Your goal: Copy the records below word for word. Stop after the line that contains "positive clicks: (541, 775)".

Records to use:
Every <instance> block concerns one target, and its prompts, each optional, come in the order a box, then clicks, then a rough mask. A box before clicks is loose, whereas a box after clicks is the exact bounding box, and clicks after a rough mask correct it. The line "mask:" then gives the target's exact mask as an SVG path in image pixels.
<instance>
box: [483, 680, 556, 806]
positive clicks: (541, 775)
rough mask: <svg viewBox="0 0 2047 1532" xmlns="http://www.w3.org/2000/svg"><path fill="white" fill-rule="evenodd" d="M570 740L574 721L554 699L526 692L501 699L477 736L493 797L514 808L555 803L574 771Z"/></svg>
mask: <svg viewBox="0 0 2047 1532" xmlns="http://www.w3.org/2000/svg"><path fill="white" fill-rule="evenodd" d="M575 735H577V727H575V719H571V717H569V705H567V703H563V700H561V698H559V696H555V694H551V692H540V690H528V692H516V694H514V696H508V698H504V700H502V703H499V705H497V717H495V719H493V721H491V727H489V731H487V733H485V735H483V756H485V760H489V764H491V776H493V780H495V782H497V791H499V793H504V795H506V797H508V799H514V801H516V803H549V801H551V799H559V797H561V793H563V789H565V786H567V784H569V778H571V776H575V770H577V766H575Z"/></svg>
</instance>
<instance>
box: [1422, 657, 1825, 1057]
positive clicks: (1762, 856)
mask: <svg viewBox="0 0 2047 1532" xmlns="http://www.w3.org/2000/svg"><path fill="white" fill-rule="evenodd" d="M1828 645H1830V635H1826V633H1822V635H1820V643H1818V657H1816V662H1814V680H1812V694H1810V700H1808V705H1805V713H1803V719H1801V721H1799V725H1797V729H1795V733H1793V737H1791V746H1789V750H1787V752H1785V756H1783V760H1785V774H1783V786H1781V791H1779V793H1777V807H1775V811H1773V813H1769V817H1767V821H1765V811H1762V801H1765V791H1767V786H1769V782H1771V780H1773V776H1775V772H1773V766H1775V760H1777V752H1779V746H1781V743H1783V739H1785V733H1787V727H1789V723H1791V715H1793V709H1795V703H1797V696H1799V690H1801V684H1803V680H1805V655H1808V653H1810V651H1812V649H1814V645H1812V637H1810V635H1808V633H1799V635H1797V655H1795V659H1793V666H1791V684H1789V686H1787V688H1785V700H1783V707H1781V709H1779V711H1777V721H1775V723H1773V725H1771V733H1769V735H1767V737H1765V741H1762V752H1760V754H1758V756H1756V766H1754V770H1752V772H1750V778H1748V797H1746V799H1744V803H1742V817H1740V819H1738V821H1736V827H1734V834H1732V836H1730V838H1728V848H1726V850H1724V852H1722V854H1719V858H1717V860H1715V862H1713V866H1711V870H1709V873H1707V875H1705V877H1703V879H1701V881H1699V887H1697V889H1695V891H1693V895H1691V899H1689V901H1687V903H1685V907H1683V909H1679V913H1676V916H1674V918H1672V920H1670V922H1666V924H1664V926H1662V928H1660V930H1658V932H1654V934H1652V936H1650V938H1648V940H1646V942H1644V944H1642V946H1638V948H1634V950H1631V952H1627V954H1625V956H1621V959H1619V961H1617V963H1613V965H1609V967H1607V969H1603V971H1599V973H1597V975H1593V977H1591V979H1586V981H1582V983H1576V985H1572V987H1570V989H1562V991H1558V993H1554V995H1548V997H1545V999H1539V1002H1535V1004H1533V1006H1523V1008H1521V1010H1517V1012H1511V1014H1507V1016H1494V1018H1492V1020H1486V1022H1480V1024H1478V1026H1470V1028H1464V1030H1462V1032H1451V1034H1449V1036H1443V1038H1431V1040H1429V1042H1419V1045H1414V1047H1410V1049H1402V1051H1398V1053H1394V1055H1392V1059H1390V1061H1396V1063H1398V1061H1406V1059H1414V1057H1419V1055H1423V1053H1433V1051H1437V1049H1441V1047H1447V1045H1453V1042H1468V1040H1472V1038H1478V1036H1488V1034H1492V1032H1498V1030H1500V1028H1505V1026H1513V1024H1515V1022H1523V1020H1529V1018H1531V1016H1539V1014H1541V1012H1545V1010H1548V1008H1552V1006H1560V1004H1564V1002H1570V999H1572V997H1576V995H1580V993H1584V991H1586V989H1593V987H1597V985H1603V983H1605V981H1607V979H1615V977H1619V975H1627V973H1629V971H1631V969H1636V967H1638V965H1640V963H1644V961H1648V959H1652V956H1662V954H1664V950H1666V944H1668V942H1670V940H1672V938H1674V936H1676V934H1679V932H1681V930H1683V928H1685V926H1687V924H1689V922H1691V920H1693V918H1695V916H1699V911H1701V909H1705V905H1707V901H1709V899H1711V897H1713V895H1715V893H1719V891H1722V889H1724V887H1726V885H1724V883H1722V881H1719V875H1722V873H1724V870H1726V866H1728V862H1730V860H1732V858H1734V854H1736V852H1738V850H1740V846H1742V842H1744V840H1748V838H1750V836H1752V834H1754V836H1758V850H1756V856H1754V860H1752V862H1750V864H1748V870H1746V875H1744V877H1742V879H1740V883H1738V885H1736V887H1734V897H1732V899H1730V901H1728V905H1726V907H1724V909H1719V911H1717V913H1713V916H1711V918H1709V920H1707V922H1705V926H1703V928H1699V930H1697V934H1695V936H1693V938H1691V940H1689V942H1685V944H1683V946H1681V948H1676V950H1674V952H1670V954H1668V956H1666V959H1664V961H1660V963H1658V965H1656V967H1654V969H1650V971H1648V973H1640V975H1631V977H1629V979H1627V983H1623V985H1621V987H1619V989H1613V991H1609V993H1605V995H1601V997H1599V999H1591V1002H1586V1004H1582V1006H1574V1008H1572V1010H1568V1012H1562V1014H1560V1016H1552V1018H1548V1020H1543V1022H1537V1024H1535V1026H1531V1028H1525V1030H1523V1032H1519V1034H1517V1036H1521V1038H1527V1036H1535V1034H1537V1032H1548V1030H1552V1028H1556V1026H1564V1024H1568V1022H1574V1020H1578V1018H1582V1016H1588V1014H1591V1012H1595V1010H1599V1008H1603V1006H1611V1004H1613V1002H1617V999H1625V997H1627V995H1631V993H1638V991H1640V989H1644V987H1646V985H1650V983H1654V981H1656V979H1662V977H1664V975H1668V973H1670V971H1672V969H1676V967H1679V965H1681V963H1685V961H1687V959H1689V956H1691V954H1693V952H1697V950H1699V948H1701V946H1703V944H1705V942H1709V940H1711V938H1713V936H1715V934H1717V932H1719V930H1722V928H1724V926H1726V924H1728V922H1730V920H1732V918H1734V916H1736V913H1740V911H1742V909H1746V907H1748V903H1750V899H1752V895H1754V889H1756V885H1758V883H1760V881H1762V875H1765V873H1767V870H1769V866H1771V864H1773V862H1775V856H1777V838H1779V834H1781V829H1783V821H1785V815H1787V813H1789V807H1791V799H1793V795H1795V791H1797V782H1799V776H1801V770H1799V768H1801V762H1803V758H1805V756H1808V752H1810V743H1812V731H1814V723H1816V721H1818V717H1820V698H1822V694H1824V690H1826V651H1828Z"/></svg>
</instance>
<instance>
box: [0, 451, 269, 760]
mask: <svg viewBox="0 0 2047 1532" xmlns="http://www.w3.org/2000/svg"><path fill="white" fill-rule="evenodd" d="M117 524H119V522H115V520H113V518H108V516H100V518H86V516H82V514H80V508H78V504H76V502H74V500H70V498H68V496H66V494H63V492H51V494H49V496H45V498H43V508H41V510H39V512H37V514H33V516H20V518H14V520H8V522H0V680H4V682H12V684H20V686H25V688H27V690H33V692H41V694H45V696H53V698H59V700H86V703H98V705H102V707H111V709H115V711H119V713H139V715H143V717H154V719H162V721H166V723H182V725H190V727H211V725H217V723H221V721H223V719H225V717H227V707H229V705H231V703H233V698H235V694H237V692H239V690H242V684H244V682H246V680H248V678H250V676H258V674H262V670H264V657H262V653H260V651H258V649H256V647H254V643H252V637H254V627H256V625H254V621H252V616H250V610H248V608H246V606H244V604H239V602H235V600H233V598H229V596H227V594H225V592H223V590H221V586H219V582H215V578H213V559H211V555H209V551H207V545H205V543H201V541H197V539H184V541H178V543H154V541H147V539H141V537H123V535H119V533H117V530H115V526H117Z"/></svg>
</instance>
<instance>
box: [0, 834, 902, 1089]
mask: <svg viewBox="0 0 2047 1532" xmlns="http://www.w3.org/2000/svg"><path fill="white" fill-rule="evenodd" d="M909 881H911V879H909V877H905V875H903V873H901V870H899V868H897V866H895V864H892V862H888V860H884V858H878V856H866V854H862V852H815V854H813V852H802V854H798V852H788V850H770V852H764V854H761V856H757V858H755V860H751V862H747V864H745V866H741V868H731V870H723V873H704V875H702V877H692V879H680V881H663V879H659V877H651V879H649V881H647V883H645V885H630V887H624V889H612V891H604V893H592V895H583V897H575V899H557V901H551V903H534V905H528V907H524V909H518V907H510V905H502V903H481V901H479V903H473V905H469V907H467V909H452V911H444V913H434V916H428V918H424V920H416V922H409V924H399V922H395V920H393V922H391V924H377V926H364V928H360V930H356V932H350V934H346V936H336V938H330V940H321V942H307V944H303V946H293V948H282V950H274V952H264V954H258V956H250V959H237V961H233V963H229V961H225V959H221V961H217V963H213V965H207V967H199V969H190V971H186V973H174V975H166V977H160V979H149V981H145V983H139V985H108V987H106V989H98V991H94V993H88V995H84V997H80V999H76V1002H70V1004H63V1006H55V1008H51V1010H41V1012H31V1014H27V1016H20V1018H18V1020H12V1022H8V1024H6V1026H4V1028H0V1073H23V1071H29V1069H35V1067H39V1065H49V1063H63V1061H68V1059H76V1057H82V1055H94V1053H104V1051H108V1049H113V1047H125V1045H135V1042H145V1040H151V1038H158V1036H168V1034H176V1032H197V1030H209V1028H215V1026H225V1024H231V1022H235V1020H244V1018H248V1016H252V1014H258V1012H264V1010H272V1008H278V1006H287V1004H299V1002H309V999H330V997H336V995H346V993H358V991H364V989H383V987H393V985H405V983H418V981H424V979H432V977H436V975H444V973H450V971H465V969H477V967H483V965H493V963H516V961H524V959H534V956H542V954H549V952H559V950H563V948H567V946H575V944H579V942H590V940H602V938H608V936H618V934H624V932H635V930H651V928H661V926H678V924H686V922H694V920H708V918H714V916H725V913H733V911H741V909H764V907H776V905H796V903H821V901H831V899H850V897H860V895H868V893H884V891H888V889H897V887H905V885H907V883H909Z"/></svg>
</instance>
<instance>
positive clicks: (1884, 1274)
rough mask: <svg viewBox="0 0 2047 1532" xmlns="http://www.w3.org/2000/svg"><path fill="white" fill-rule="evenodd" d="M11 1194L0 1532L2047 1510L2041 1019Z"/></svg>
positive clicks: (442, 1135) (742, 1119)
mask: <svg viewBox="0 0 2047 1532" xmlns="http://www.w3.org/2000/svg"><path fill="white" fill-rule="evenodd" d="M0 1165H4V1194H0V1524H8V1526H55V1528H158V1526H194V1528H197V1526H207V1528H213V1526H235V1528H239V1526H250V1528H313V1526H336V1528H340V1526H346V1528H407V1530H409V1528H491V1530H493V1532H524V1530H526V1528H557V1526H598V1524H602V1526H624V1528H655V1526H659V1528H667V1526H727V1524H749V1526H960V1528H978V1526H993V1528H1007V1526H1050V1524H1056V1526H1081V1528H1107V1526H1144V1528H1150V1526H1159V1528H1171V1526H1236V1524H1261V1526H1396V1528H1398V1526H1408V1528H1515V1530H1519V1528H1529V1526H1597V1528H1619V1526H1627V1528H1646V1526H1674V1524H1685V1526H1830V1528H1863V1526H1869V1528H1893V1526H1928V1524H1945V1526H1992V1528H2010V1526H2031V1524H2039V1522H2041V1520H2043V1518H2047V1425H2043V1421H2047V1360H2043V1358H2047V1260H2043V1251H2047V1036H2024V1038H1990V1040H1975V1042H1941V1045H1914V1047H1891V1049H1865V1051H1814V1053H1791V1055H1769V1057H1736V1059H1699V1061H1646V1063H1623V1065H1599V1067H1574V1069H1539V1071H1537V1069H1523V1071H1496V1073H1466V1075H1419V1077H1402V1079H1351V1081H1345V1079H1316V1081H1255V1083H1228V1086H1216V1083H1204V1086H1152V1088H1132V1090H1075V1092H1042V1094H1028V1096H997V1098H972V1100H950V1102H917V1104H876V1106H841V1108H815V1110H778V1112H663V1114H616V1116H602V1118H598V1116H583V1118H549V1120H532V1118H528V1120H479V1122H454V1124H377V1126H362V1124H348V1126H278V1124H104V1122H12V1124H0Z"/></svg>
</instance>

Answer for the task:
Every <instance> block concerns one target, and its prompts, each optional, come in the order a box, then clicks, then a rough mask. A box before clicks is loose, whereas a box after clicks is the exact bounding box, and clicks after a rough mask correct it. The line "mask:" then gives the target's exact mask as an SVG path in image pixels.
<instance>
box: [483, 680, 556, 806]
positive clicks: (541, 775)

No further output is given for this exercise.